**What needs to be done:**
Each entry should be duplicated verbatim; its pictures should not be.

[Opening Source material section]

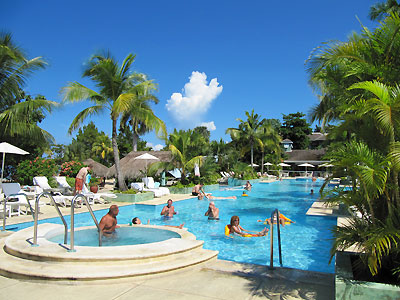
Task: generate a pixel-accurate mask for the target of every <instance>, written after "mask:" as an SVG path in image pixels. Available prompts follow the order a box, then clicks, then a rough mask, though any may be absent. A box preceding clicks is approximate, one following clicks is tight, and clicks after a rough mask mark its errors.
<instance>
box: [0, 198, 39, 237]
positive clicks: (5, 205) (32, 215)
mask: <svg viewBox="0 0 400 300" xmlns="http://www.w3.org/2000/svg"><path fill="white" fill-rule="evenodd" d="M15 196H24V197H25V198H26V202H28V204H29V208H30V210H31V214H32V217H33V218H34V216H33V209H32V205H31V203H30V202H29V200H28V196H27V195H26V194H24V193H18V194H12V195H8V197H6V198H4V199H3V202H4V216H3V217H4V218H3V229H2V231H4V230H6V219H7V217H6V211H7V199H10V198H14V197H15Z"/></svg>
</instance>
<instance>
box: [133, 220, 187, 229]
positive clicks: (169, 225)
mask: <svg viewBox="0 0 400 300" xmlns="http://www.w3.org/2000/svg"><path fill="white" fill-rule="evenodd" d="M140 224H142V221H140V219H139V218H138V217H134V218H133V219H132V225H140ZM149 224H150V220H147V224H146V225H149ZM163 226H167V227H174V228H179V229H182V228H183V226H185V223H182V224H181V225H179V226H173V225H163Z"/></svg>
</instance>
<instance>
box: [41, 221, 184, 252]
mask: <svg viewBox="0 0 400 300" xmlns="http://www.w3.org/2000/svg"><path fill="white" fill-rule="evenodd" d="M180 237H181V236H180V235H179V234H178V233H176V232H173V231H169V230H161V229H156V228H143V227H133V226H132V227H121V228H118V230H117V232H116V233H114V234H112V235H110V236H108V237H105V236H104V237H103V238H102V247H112V246H125V245H138V244H149V243H156V242H161V241H165V240H169V239H172V238H180ZM69 238H70V236H69V235H68V243H70V240H69ZM49 241H52V242H55V243H64V234H60V235H57V236H55V237H52V238H50V239H49ZM74 244H75V245H76V246H92V247H97V246H98V245H99V238H98V231H97V228H91V229H84V230H77V231H75V236H74Z"/></svg>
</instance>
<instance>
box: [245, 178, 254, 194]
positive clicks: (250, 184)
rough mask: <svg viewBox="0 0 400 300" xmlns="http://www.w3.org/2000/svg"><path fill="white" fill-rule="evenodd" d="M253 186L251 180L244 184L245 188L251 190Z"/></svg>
mask: <svg viewBox="0 0 400 300" xmlns="http://www.w3.org/2000/svg"><path fill="white" fill-rule="evenodd" d="M252 187H253V186H252V185H251V183H250V181H248V180H247V182H246V184H245V185H244V189H245V190H247V191H249V192H250V191H251V188H252Z"/></svg>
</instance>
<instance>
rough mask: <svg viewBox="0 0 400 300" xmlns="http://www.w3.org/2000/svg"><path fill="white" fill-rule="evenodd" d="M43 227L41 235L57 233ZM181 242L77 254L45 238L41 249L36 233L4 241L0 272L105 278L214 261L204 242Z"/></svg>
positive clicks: (71, 279) (17, 274)
mask: <svg viewBox="0 0 400 300" xmlns="http://www.w3.org/2000/svg"><path fill="white" fill-rule="evenodd" d="M57 226H60V225H57V224H43V225H40V226H39V229H40V232H41V233H43V232H46V230H47V231H48V230H53V229H54V228H56V229H57ZM177 232H179V233H180V234H181V236H182V238H181V239H179V238H178V239H177V238H173V239H169V240H166V241H163V242H158V243H153V244H143V245H130V246H117V247H100V248H99V247H76V249H77V251H76V252H68V251H67V250H66V249H65V248H63V247H61V246H60V245H57V244H55V243H51V242H49V241H48V240H46V239H45V238H44V237H43V236H41V237H40V238H38V244H39V245H40V246H38V247H32V246H31V244H30V243H29V242H28V241H29V240H30V238H31V235H32V230H22V231H19V232H16V233H14V234H13V235H11V236H9V237H7V238H5V239H2V240H0V247H1V248H0V274H2V275H4V276H7V277H13V278H30V279H45V280H102V279H110V278H123V277H131V276H141V275H151V274H159V273H164V272H169V271H174V270H178V269H183V268H188V267H191V266H196V265H198V264H202V263H205V262H208V261H210V260H213V259H216V257H217V255H218V251H212V250H206V249H203V248H202V246H203V241H197V240H195V237H194V236H193V235H192V234H191V233H189V232H186V231H184V230H182V231H180V230H178V231H177Z"/></svg>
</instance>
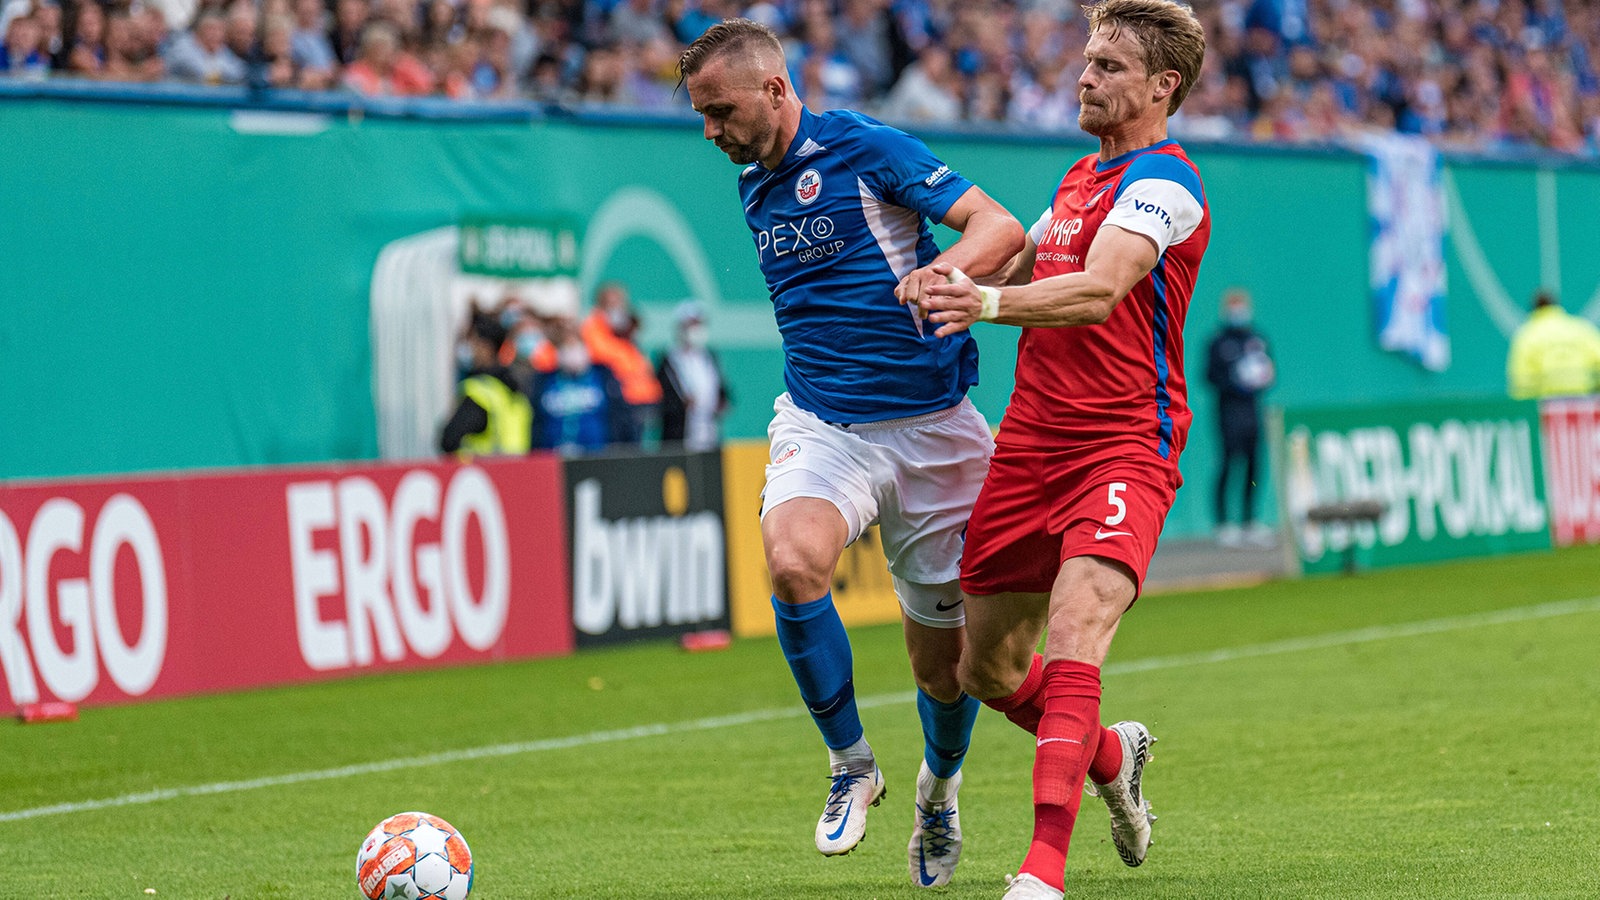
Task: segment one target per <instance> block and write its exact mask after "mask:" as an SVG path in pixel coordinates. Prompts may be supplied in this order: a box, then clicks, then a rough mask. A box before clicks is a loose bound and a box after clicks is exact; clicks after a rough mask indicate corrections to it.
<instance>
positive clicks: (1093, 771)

[Closing Source material section]

**Output for this exercise:**
Task: generate a pixel-accurate mask for the target of every <instance>, written after "mask:" as an SVG path in image pixels. Available prompts follow the order a box, then clicks, then a rough mask, though any may be absent. A box preceding clicks is approximate, one following clicks is tight, and clicks after a rough mask mark its errors.
<instance>
box: [0, 198, 39, 237]
positive clicks: (5, 205) (32, 215)
mask: <svg viewBox="0 0 400 300" xmlns="http://www.w3.org/2000/svg"><path fill="white" fill-rule="evenodd" d="M15 196H24V197H25V198H26V202H28V204H29V208H30V210H31V214H32V217H33V218H34V216H33V209H32V205H31V203H30V202H29V200H28V196H27V195H26V194H24V193H18V194H12V195H8V197H6V198H4V199H3V202H4V216H3V217H4V218H3V229H2V231H4V230H6V219H7V217H6V211H7V199H10V198H14V197H15Z"/></svg>
</instance>
<instance>
box: [133, 220, 187, 229]
positive clicks: (169, 225)
mask: <svg viewBox="0 0 400 300" xmlns="http://www.w3.org/2000/svg"><path fill="white" fill-rule="evenodd" d="M140 224H142V221H140V219H139V218H138V217H134V218H133V219H132V225H140ZM149 224H150V220H147V224H146V225H149ZM163 226H167V227H174V228H179V229H182V228H183V226H185V223H182V224H181V225H179V226H173V225H163Z"/></svg>
</instance>
<instance>
box: [41, 221, 184, 252]
mask: <svg viewBox="0 0 400 300" xmlns="http://www.w3.org/2000/svg"><path fill="white" fill-rule="evenodd" d="M180 237H181V236H180V235H179V234H178V233H176V232H173V231H169V230H161V229H156V228H143V227H133V226H132V227H121V228H118V230H117V232H116V233H114V234H112V235H110V236H108V237H105V236H104V237H103V238H102V247H112V246H125V245H138V244H149V243H156V242H161V241H165V240H169V239H172V238H180ZM69 238H70V236H69V235H68V243H70V240H69ZM49 241H52V242H55V243H64V234H60V235H57V236H55V237H52V238H50V239H49ZM74 244H75V245H76V246H92V247H97V246H98V245H99V238H98V231H97V228H91V229H84V230H77V231H75V236H74Z"/></svg>
</instance>
<instance>
box: [245, 178, 254, 194]
positive clicks: (250, 184)
rough mask: <svg viewBox="0 0 400 300" xmlns="http://www.w3.org/2000/svg"><path fill="white" fill-rule="evenodd" d="M253 186L251 180L244 184L245 188L251 190Z"/></svg>
mask: <svg viewBox="0 0 400 300" xmlns="http://www.w3.org/2000/svg"><path fill="white" fill-rule="evenodd" d="M252 187H253V186H252V185H251V183H250V181H248V180H247V182H246V184H245V185H244V189H245V190H247V191H249V192H250V191H251V188H252Z"/></svg>
</instance>
<instance>
rough mask: <svg viewBox="0 0 400 300" xmlns="http://www.w3.org/2000/svg"><path fill="white" fill-rule="evenodd" d="M43 227L41 235L57 233ZM181 242L77 254L45 238L41 249L36 233L4 241L0 272L105 278L214 261L204 242Z"/></svg>
positive clicks: (71, 279) (17, 274)
mask: <svg viewBox="0 0 400 300" xmlns="http://www.w3.org/2000/svg"><path fill="white" fill-rule="evenodd" d="M57 226H60V225H57V224H43V225H40V226H39V229H40V232H41V233H43V232H46V230H47V231H48V230H53V229H54V228H56V229H57ZM177 232H179V233H180V234H181V236H182V238H181V239H179V238H178V239H177V238H173V239H169V240H166V241H163V242H158V243H153V244H143V245H130V246H117V247H100V248H99V247H76V249H77V251H76V252H68V251H67V250H66V249H65V248H63V247H61V246H60V245H57V244H55V243H51V242H49V241H48V240H46V239H45V238H44V237H43V236H41V237H40V238H38V244H39V245H40V246H38V247H32V246H31V244H30V243H29V242H28V241H29V240H30V238H31V235H32V230H22V231H19V232H16V233H14V234H13V235H11V236H9V237H7V238H5V239H2V240H0V247H1V248H0V274H2V275H4V276H7V277H13V278H30V279H45V280H102V279H110V278H123V277H131V276H141V275H151V274H159V273H164V272H169V271H174V270H178V269H183V268H188V267H191V266H196V265H198V264H202V263H205V262H208V261H210V260H213V259H216V257H217V255H218V251H212V250H206V249H203V248H202V246H203V241H197V240H195V237H194V236H193V235H192V234H191V233H189V232H186V231H184V230H182V231H180V230H178V231H177Z"/></svg>
</instance>
Task: segment one target per <instance> block and write its exact mask after "mask:" as an SVG path in pixel coordinates. Prompts may be supplied in this order: a box, then clicks, then a rough mask. A box before clicks is a loose bound and a box after clicks is exact; clicks after a rough mask indicate corrections to it.
<instance>
positive clicks: (1093, 771)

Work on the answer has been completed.